Closed juyanmei closed 3 years ago
Hi,
That is rather confusing. Would you be able to transfer the BAM file to me (it will include the reads)?
Also, just to check you are using CoverM 0.6.1?
Thanks.
Hi, Thanks for your replay. I am using both 0.6.1 and 0.6.0, it's basically equal. I'll email you the BAM file.
Thanks for sending the files.
Looks like a simple case of min-covered-fraction kicking in, in particular RDPYD19080571_A-RDPYD19080571_A.metaspades.maxbin2_dastools.bin.001_sub
has a coverage of 29.412193 but only 0.022369059 (ie. 2.2%) of its genome covered. Lots more mappings are observed when you rerun genome with --min-covered-fraction 0
.
The cached BAM file is the cache of all the mappings observed - mappings effectively classed as 'spurious' like those above (and those that fail --min-read-aligned-percent
etc.) are not removed from the BAM file after the mapping has taken place. This is helpful so rerunning with different thresholds is fast, but admittedly somewhat confusing. I've added some detail about this is the help in response.
Make sense?
Sorry for the late reply. I got it. The difference between unmapped reads of abundance output and mapped reads of samtools flagstat because of the defalut threshold --min-covered-fraction.
Hi, I used this code to calculate abundance of genome "coverm genome -p bwa-mem --coupled demo.1.fq.gz demo.2.fq.gz --genome-fasta-directory ./dereplicated_genomes/ --bam-file-cache-directory ./ -o output.tsv", the final unmapped reads abundance is 85%, but this code "samtools flagstat coverm-genome.demo.1.fq.gz.bam" showed mapped reads is 92%, I am really confused.

= Extracted entries =
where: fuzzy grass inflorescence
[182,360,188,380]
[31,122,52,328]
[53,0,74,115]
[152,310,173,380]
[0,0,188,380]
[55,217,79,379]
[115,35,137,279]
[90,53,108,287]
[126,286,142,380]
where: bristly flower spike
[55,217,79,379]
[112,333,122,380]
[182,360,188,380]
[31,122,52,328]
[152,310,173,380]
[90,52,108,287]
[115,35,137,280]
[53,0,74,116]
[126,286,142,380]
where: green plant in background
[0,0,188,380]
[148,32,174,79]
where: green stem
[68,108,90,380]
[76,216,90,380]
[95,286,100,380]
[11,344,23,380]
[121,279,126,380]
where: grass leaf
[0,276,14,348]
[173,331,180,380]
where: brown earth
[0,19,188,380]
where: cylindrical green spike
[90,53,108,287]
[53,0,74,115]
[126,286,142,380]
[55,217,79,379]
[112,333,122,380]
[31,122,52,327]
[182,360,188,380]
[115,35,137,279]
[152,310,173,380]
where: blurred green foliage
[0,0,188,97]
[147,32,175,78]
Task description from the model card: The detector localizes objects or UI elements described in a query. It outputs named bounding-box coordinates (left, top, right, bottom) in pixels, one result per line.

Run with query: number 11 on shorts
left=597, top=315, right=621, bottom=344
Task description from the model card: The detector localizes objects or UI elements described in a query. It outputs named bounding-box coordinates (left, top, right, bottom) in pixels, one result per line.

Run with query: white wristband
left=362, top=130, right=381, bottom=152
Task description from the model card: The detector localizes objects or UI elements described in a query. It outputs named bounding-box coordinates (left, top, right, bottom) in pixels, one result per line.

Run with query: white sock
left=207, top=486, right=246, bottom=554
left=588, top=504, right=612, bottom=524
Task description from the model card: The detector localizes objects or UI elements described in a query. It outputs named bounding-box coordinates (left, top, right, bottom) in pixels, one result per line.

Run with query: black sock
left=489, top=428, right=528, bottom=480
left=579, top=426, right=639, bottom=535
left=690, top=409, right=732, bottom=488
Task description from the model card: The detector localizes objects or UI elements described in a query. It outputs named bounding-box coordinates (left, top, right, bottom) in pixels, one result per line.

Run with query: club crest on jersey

= Apply what you read =
1. Summarize the CoverM thread in two sentences.
2. List every command-line option in the CoverM thread that begins with a double hyphen.
3. Copy the part of the CoverM thread that opens with the words containing "Hi, I used this" and closes with "am really confused.".
The items have no connection to the CoverM thread.

= Answers =
1. A user running CoverM got 85% unmapped reads in the abundance output, while samtools flagstat on the cached BAM file showed 92% of reads mapped. The difference comes from the default --min-covered-fraction threshold: the cached BAM file keeps every mapping observed, including those later classed as spurious, so that rerunning with different thresholds is fast.

2.
--min-covered-fraction
--min-read-aligned-percent
--coupled
--genome-fasta-directory
--bam-file-cache-directory

3.
Hi, I used this code to calculate abundance of genome "coverm genome -p bwa-mem --coupled demo.1.fq.gz demo.2.fq.gz --genome-fasta-directory ./dereplicated_genomes/ --bam-file-cache-directory ./ -o output.tsv", the final unmapped reads abundance is 85%, but this code "samtools flagstat coverm-genome.demo.1.fq.gz.bam" showed mapped reads is 92%, I am really confused.